- _TO DO_:
Count how many lines in the items below contain the word "pixel" with matching case, and reply with only that number.

- _MATERIAL FOR THIS TASK_:
Start

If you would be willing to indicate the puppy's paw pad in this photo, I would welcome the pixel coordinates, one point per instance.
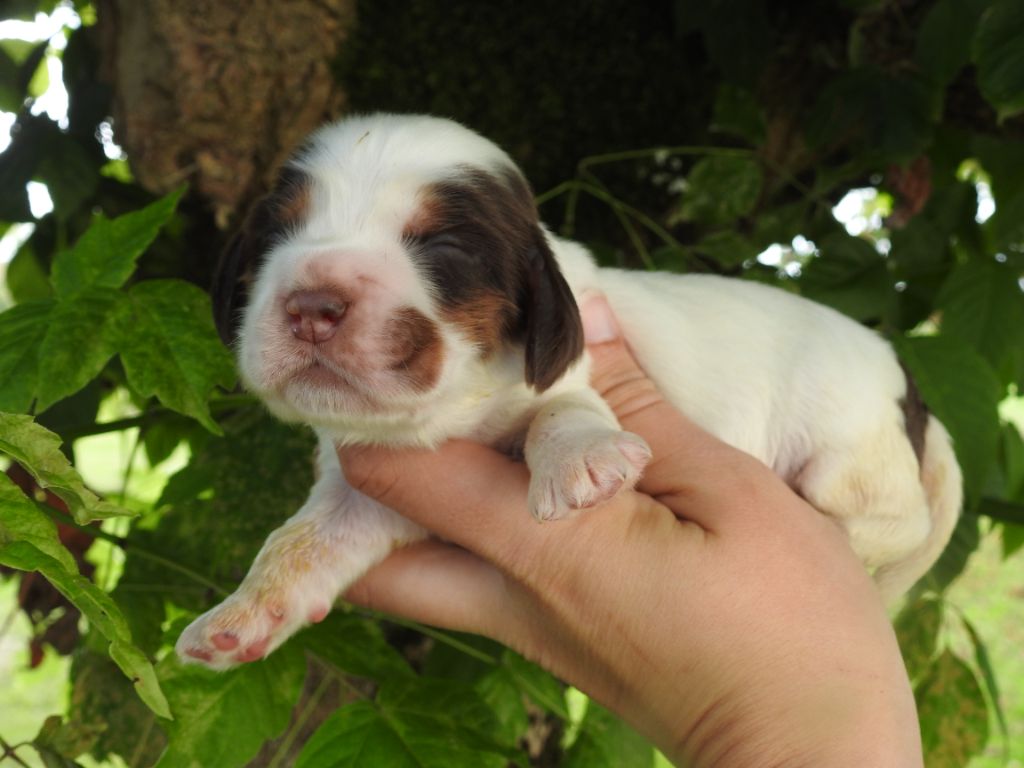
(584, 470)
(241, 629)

End
Start

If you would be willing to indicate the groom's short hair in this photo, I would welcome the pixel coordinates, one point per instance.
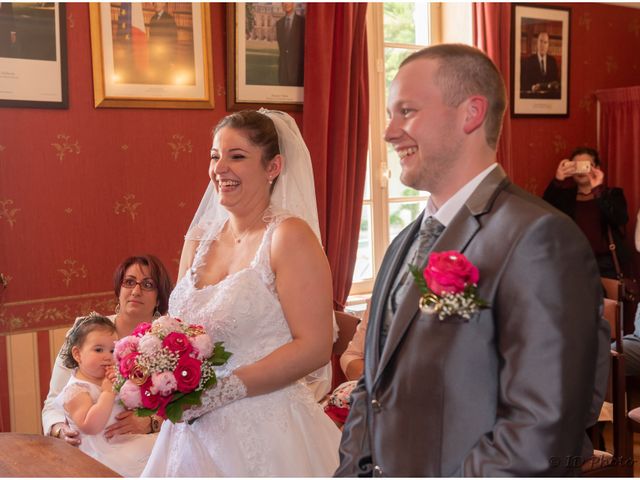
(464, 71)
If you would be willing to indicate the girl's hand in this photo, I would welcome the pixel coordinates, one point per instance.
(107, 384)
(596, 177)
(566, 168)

End

- _RIGHT ANSWER_:
3